(EXERCISE BRIEF) Reproduce exactly the final portion of the data: every line from the one containing "Where can the hiker's dark" through the last line, inclusive.

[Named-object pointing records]
%%
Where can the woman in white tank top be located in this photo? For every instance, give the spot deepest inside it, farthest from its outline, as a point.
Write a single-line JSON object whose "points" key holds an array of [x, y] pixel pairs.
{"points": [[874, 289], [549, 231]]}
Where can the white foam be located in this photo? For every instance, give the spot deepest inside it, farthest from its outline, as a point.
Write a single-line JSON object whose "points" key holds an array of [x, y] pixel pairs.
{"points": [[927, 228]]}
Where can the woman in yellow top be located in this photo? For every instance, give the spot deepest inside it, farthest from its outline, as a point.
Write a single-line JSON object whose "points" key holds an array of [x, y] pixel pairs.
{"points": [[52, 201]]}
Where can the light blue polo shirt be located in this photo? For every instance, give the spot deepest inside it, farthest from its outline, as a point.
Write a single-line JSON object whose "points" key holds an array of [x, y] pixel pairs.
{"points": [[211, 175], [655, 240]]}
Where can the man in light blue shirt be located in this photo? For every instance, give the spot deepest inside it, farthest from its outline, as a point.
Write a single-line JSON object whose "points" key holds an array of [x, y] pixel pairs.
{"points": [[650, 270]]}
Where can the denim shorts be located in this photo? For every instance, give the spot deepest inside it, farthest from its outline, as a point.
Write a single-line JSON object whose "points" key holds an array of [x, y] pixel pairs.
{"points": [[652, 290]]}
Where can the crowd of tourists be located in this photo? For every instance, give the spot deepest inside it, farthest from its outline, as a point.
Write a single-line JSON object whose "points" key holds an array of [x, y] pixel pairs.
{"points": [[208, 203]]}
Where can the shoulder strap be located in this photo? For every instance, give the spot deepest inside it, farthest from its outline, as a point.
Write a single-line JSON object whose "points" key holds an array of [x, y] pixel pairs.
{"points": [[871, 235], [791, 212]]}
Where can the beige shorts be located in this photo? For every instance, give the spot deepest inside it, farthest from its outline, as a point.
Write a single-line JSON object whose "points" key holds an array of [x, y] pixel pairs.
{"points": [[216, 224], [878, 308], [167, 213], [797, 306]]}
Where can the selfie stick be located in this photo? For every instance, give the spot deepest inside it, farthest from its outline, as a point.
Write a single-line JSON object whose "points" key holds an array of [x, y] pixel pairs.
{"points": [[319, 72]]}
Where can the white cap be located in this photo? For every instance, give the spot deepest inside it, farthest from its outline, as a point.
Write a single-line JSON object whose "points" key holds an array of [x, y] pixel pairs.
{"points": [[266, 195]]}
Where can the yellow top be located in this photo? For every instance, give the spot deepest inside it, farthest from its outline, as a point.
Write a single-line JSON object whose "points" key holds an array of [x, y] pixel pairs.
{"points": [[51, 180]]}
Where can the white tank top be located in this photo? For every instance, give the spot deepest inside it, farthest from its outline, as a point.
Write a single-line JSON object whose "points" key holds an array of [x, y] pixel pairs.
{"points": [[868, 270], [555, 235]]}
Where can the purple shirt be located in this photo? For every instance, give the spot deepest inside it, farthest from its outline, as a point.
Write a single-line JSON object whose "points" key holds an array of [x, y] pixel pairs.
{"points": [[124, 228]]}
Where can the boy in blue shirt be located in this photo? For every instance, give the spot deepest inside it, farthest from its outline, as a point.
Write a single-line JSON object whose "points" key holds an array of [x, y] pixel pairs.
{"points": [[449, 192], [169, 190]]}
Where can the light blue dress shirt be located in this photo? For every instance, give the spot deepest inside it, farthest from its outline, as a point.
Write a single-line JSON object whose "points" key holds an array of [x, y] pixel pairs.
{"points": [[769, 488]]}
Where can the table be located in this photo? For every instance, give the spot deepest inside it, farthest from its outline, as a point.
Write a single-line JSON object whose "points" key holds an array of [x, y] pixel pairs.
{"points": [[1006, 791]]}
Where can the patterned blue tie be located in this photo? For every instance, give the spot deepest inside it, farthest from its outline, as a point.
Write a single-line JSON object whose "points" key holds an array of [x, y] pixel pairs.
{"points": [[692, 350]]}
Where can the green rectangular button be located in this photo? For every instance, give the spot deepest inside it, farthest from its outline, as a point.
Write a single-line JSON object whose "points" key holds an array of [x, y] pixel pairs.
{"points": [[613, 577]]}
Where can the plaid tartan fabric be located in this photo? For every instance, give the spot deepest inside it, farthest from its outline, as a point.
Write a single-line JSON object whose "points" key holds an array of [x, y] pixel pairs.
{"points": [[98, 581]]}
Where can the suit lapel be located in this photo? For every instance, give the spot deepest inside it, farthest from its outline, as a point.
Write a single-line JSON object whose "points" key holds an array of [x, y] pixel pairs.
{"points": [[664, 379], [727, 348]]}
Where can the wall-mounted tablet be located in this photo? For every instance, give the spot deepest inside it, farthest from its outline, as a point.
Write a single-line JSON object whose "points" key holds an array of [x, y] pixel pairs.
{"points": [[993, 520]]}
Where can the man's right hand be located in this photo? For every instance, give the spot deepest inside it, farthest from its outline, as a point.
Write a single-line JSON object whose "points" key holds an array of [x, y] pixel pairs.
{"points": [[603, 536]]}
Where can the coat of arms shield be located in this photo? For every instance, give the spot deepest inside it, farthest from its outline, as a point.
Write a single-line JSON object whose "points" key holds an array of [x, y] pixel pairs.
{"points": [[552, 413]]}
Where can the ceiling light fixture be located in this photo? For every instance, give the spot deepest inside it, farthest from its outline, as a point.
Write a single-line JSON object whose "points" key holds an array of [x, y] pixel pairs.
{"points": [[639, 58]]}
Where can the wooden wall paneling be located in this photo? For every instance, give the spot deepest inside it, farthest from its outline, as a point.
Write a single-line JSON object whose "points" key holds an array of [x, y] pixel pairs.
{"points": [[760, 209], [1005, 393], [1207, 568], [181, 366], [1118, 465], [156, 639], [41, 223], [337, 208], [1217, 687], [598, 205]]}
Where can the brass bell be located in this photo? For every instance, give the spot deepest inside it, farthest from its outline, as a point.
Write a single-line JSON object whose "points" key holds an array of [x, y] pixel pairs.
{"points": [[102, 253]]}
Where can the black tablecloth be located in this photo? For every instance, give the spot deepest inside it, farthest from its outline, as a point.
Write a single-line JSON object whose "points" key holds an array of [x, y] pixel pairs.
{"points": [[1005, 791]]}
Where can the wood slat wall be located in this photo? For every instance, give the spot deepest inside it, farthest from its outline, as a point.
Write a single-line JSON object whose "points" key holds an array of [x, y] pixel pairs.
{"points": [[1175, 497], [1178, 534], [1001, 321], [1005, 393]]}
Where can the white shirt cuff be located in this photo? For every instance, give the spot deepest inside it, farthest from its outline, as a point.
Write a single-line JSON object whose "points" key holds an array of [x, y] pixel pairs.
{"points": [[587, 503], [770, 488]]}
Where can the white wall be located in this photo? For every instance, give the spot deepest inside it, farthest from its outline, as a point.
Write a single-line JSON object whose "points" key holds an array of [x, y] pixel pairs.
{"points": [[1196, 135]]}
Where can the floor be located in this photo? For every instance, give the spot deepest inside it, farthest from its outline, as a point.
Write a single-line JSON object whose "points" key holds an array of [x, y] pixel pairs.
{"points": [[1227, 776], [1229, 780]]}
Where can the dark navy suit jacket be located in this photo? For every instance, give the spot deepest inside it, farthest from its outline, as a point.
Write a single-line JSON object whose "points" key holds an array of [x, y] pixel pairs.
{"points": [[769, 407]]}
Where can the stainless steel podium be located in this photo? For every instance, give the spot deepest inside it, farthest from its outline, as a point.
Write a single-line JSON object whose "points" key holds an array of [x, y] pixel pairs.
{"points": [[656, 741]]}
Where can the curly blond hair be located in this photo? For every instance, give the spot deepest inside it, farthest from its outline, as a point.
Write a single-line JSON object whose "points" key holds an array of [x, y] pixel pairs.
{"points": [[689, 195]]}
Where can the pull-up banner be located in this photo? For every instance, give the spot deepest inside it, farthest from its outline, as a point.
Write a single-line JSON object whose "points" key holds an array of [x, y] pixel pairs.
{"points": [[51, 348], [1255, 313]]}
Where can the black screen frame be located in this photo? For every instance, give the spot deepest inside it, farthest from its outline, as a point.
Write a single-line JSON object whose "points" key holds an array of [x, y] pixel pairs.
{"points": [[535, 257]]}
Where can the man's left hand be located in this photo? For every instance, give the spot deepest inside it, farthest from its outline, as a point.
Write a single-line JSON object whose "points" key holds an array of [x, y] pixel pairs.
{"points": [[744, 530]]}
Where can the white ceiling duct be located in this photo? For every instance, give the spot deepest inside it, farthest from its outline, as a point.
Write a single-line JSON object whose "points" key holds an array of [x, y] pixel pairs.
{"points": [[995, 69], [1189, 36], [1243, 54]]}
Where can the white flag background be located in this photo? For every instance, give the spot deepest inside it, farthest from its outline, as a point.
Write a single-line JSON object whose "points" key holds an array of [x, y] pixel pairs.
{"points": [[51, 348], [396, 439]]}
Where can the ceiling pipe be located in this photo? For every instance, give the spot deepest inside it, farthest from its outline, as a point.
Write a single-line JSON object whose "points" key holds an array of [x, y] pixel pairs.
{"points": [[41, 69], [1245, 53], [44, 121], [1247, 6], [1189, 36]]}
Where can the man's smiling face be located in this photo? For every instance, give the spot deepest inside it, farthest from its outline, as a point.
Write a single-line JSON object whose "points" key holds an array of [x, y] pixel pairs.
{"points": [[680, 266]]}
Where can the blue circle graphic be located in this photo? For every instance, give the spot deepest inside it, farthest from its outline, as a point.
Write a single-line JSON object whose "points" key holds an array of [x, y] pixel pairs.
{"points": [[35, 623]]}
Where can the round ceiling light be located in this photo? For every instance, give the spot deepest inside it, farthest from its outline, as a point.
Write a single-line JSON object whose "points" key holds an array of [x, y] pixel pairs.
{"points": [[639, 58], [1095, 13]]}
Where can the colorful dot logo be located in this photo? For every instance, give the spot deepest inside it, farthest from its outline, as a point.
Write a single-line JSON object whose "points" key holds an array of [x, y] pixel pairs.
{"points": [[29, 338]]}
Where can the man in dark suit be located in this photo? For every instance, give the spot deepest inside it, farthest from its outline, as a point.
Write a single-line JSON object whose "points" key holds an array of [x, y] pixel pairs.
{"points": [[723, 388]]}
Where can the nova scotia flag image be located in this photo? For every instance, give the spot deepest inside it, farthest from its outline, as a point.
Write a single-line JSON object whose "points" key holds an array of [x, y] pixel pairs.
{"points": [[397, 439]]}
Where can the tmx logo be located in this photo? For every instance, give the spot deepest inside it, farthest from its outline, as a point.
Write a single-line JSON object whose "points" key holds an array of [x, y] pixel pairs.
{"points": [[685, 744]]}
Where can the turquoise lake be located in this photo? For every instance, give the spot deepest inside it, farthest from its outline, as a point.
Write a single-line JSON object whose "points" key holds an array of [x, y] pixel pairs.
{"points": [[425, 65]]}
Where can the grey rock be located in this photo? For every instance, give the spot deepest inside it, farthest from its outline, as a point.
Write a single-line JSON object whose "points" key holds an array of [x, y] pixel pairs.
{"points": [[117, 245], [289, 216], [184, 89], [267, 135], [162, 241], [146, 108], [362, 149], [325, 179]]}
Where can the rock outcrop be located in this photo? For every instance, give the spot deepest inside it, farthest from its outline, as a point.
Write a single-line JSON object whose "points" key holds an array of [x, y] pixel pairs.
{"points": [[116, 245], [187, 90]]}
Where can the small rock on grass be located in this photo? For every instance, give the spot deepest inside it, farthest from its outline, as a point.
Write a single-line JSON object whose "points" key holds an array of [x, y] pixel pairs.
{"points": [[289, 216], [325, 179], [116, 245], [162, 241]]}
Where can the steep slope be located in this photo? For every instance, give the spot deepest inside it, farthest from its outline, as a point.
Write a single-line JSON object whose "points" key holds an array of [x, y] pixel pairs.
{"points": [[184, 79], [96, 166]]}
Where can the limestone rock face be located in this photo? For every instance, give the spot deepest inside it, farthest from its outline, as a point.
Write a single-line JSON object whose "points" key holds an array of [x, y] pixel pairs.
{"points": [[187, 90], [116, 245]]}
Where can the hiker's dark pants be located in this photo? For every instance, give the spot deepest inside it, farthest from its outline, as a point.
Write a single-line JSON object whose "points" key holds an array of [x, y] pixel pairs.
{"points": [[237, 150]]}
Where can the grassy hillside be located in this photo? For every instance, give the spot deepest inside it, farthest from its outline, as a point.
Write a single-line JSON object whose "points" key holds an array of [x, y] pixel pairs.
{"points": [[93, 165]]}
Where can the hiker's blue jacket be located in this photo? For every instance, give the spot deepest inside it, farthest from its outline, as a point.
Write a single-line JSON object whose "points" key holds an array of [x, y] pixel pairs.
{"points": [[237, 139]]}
%%
(TASK ANSWER)
Where can the hiker's dark pants be located in this photo? For every instance, give the spot deepest inside it, farthest from its outline, as a point.
Write a single-line JSON object whose "points" key holds an array of [x, y] pixel pairs.
{"points": [[237, 150]]}
Where can the grassy hillside be located in this photo? For every instance, give the spot deepest inside it, farthest from its outline, as a point.
Write a single-line JSON object whose "points" key holds an array of [x, y] pixel pairs.
{"points": [[93, 165]]}
Where can the hiker's blue jacket be located in this photo? For every instance, give the spot deepest inside it, farthest from its outline, as a point.
Write a single-line JSON object whose "points" key holds an array of [x, y] pixel pairs.
{"points": [[237, 139]]}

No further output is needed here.